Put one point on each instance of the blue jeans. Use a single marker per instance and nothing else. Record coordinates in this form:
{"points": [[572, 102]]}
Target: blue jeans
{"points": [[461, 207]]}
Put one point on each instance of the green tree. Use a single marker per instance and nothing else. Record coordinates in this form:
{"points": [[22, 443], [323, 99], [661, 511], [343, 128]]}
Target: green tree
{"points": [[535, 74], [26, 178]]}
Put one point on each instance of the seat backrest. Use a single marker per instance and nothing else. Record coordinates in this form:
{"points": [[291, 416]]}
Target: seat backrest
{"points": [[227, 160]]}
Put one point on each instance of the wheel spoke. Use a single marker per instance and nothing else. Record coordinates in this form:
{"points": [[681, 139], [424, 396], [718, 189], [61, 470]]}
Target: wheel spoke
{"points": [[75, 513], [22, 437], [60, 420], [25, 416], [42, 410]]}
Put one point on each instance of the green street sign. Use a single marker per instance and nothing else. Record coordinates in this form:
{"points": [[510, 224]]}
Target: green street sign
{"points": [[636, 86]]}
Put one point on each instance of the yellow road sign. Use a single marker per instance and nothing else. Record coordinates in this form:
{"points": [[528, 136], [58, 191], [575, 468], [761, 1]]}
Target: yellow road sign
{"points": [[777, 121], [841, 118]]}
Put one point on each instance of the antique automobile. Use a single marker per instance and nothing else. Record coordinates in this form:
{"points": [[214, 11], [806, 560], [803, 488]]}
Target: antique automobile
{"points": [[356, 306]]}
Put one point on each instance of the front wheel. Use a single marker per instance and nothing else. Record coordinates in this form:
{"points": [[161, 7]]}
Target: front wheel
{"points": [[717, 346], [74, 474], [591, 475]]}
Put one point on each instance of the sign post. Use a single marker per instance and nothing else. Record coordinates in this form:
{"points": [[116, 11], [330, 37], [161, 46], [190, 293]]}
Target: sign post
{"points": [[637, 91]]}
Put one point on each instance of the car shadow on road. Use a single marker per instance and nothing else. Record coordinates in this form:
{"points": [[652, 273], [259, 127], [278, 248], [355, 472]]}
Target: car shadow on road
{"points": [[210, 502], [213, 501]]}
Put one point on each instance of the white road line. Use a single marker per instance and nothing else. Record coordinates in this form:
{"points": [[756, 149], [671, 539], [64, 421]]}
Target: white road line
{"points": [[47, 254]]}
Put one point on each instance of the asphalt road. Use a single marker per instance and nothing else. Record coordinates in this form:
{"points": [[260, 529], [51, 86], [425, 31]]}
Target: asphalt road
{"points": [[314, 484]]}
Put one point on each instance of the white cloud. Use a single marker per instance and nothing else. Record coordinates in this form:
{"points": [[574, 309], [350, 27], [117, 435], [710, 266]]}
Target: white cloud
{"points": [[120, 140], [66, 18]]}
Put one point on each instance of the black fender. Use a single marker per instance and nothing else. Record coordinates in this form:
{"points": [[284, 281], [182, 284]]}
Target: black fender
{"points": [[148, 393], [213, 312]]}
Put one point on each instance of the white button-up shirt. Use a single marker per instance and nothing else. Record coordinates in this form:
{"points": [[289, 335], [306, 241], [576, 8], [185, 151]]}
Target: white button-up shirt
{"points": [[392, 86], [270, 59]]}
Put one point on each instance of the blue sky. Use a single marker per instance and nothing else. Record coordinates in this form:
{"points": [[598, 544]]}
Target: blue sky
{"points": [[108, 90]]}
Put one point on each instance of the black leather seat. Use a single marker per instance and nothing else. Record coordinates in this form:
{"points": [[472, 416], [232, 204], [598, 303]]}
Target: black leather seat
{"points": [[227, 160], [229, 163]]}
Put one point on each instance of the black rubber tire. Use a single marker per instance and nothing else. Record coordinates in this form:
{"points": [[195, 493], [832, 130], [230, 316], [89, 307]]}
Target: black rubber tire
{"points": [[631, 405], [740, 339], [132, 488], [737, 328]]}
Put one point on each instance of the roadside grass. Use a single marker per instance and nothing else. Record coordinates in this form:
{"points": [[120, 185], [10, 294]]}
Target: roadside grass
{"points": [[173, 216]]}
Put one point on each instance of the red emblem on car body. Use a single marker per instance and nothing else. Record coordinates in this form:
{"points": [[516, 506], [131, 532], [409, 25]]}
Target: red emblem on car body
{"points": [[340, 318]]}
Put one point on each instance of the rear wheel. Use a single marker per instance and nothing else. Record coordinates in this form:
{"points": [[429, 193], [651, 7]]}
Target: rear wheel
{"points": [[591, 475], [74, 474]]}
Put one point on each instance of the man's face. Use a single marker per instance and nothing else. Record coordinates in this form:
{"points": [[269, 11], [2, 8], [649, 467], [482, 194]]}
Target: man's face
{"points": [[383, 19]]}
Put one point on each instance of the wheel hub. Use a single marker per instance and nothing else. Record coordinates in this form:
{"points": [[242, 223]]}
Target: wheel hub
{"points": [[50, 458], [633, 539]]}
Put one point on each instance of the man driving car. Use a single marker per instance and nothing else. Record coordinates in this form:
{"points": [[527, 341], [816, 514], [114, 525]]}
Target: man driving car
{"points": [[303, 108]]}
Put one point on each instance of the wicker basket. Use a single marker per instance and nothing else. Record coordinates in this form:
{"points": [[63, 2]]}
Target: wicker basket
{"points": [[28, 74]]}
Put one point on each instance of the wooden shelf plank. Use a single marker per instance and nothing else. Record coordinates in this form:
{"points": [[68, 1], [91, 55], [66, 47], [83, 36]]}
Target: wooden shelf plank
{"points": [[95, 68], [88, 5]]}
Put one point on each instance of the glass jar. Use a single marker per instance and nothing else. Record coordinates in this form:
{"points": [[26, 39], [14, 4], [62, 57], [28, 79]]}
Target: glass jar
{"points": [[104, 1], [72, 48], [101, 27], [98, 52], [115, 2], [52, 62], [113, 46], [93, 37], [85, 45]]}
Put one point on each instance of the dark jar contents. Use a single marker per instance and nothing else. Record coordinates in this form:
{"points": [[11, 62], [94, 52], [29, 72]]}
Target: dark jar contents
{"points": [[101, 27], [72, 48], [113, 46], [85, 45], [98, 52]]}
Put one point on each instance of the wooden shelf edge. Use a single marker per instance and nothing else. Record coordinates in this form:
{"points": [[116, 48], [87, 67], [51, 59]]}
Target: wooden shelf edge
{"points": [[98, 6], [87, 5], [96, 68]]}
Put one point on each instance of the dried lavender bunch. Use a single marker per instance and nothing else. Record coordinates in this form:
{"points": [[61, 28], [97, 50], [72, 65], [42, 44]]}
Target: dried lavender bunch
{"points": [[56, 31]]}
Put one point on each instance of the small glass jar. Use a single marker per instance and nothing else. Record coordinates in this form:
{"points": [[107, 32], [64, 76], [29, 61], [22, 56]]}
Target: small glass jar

_ _ _

| What is asked |
Your task is to output exactly the lines running from the one with "Put one point on each instance of the wooden shelf edge." through the final line of the material above, with both ends included.

| Result for this task |
Put one point on each instance of the wooden shelf edge. Use a single marker per instance and nothing else. Record coordinates in this form:
{"points": [[116, 48], [87, 67], [51, 59]]}
Target: wooden shelf edge
{"points": [[98, 6], [87, 5], [96, 68]]}
Put one point on each instance of the dried lavender bunch. Use a single marker per instance and nothing else. Record coordinates in this form:
{"points": [[61, 28], [97, 50], [72, 65], [42, 44]]}
Target: dried lavender bunch
{"points": [[56, 31]]}
Put one point on each instance of the small glass jar. Use a single marker per instance and nothing else. Record coordinates in this form:
{"points": [[107, 32], [64, 76], [29, 61], [22, 56]]}
Target: small glass jar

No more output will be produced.